=== DOCUMENT SOURCE ===
◆ ◆ ◆ ◆

Il suffit d’arpenter le Pré Yvelines et les patios de Grigny pour s’en convaincre. D’ailleurs il est intéressant de voir que le sentiment d’appartenance à ces opérations chez les habitants et leur souci de préservation de celles-ci est encore fort après plus de 50 ans d’usage. Dans le même temps nombres d’immeubles de la même époque ont été dynamités… Faisons donc un bilan carbone !
La Fédération Nationale des coopératives HLM reconnaît que ces opérations ont joué un rôle d’ascenseurs social pour ceux qui y vivent ou y ont vécu. N’est-ce pas là ce qu’il y a de plus important finalement ? N’est-il pas plus important de proposer aux Français un habitat confortable dans un environnement agréable et poétique où chacun puisse s’épanouir et s’élever plutôt qu’une stricte vision comptable de bilan carbone par essence partiale, orientée et illusoire ?
J’invite quiconque à produire un bilan carbone fiable entre un pavillon en construction légère, fondation superficielle et assainissement individuel tel qu’il est aisé de construire aujourd’hui et un appartement dans un immeuble de 50 logements sur deux niveaux de parking en béton avec ascenseur, tel qu’on les construit aujourd’hui, et en intégrant aussi le traitement des eaux usées. Pas sûr que le non-sens écologique et social soit là où il est attendu ! Sans compter l’analyse de cycle de vie intégrant les coûts de remise aux normes, la déconstruction et remise en état du terrain ! A vos calculettes.

◆ ◆ ◆ ◆

=== EXTRAITS DU MATÉRIEL ===
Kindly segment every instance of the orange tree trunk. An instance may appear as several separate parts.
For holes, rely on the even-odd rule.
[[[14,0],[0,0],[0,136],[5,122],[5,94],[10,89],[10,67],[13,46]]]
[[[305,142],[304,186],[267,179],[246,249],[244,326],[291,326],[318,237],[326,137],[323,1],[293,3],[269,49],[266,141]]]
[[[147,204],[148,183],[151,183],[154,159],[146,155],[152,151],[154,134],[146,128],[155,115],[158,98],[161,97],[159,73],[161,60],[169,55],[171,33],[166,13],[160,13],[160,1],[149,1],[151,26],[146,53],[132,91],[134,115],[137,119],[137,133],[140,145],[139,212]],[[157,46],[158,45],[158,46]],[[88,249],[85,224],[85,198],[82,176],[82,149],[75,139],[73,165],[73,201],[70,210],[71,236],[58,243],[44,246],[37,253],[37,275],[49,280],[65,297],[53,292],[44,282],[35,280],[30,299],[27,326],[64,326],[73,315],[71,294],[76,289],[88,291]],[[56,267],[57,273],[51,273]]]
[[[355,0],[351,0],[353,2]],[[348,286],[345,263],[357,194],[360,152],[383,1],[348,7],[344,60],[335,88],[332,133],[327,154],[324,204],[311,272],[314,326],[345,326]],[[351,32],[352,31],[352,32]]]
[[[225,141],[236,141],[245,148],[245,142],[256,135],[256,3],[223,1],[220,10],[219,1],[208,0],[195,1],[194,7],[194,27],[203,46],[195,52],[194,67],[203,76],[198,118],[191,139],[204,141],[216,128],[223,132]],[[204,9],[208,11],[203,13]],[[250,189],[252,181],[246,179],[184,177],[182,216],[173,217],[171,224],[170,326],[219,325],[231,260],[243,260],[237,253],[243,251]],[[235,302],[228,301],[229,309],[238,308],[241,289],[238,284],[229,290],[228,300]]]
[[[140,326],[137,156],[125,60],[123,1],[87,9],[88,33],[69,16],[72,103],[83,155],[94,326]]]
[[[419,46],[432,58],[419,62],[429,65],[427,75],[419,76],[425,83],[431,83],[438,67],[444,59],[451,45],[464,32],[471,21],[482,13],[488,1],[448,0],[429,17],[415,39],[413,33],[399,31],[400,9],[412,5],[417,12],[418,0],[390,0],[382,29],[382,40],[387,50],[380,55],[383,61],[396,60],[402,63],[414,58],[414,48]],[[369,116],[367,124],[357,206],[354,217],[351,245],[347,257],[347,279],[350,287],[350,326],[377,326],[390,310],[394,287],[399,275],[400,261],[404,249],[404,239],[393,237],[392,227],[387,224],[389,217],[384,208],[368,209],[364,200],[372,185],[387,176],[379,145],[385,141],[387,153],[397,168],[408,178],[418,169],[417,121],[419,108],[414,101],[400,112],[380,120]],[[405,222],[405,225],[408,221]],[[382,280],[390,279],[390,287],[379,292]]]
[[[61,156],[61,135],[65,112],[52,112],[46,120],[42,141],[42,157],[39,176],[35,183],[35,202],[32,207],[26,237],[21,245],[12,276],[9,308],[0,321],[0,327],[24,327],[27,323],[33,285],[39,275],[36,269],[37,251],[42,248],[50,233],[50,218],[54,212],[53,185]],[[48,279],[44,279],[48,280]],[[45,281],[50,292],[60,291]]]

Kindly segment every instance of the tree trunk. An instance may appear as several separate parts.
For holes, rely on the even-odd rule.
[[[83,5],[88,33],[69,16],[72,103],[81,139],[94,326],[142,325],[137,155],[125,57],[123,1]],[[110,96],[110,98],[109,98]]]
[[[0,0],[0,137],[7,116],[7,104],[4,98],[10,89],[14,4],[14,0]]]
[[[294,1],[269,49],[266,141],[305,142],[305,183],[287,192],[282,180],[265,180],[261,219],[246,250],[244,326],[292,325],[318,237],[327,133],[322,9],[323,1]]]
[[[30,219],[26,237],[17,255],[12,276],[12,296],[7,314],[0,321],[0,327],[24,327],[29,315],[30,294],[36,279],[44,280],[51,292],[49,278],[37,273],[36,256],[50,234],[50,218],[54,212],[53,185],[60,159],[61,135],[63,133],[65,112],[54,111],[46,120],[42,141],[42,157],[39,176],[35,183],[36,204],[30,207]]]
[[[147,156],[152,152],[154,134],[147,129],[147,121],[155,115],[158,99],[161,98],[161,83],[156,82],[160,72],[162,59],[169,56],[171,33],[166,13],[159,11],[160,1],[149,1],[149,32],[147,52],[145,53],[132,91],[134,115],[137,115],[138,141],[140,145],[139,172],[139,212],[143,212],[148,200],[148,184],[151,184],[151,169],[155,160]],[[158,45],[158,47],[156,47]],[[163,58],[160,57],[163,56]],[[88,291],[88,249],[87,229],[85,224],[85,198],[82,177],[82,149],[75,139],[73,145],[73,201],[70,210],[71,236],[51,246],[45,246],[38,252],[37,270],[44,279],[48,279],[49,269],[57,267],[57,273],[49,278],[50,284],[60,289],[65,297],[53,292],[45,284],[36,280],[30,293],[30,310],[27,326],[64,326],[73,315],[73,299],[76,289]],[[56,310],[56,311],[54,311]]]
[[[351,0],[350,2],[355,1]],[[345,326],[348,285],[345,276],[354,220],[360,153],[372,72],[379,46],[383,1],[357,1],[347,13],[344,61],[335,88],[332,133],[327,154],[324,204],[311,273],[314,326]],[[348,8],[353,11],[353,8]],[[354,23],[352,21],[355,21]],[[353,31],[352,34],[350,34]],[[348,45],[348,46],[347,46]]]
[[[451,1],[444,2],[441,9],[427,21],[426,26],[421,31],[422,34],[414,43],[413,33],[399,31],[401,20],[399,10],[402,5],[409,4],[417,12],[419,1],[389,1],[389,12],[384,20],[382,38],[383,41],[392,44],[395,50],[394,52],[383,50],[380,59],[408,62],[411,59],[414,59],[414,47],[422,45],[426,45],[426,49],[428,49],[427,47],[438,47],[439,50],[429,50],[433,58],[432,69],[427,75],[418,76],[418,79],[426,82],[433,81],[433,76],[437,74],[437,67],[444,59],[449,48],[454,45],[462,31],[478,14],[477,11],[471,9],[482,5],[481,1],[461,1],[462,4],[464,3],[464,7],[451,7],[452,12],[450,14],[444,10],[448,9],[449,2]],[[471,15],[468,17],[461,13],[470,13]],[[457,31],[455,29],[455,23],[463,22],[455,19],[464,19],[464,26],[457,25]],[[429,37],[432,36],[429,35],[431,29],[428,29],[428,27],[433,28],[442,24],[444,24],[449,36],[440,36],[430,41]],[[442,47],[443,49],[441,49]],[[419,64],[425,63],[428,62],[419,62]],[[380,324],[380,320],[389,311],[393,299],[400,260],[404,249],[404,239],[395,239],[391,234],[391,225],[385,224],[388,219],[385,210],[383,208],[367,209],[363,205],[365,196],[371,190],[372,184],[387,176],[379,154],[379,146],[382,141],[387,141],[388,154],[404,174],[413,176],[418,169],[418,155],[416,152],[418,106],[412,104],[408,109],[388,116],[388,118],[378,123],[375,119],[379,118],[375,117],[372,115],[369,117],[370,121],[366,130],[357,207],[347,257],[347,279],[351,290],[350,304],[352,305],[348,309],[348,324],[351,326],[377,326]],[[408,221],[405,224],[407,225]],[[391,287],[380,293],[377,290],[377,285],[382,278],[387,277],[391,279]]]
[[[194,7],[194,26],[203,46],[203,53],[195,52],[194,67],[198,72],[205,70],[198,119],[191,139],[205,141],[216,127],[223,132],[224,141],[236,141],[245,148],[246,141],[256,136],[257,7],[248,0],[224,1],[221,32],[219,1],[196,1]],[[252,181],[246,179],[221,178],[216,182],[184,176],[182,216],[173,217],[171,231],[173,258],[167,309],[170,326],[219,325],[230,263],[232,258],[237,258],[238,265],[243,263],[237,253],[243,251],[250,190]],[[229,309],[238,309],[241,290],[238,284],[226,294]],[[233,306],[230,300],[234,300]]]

◆ ◆ ◆ ◆

=== TRAVAIL DEMANDÉ ===
1. Répondez à ces questions à l'aide du texte sur le bilan carbone des logements :
(a) Après combien d'années d'usage le sentiment d'appartenance des habitants est-il encore fort ?
(b) Quel rôle la Fédération Nationale des coopératives HLM reconnaît-elle à ces opérations ?
(c) Combien de logements compte l'immeuble cité dans la comparaison avec le pavillon ?
2. Traduisez en anglais cette phrase du texte sur le bilan carbone des logements : « La Fédération Nationale des coopératives HLM reconnaît que ces opérations ont joué un rôle d’ascenseurs social pour ceux qui y vivent ou y ont vécu. »
3. Poursuivez le texte sur le bilan carbone des logements à partir de sa dernière phrase.

=== RÉPONSES CI-DESSOUS ===
1.
(a) Après plus de 50 ans d'usage.
(b) Un rôle d'ascenseur social pour ceux qui y vivent ou y ont vécu.
(c) 50 logements.

2. The National Federation of HLM Cooperatives acknowledges that these developments have served as a social elevator for those who live or have lived in them.

3.
Alors oui, il y a bien un problème « du pavillonnaire » en France mais il est lié au mépris des pouvoirs publics à son encontre (visiblement ce n’est pas près de changer !) et le manque de réflexion sur le sujet. Si les lotisseurs avaient déjà l’obligation de recourir à un urbaniste et un architecte indépendant, si les maires étaient assistés dans les projets de croissance de leur commune plutôt que laissés seul face à ces promoteurs et pavillonneurs ayant comme simple objectif de faire leur business… si l’Etat ne menaçait pas de fermeture tous les services publics à chaque fluctuation de population, si l’Etat faisait son travail en somme plutôt que de faire des incantations, le problème pourrait être résolu par le haut plus tôt que par le bas.
Il est vrai que pour ce faire, il faut s’entourer d’experts, de personnes dont c’est le métier, architectes, urbanistes, et non de communicants plus prompts à faire le buzz avec des slogans de greenwashing que de traiter les problèmes de fond.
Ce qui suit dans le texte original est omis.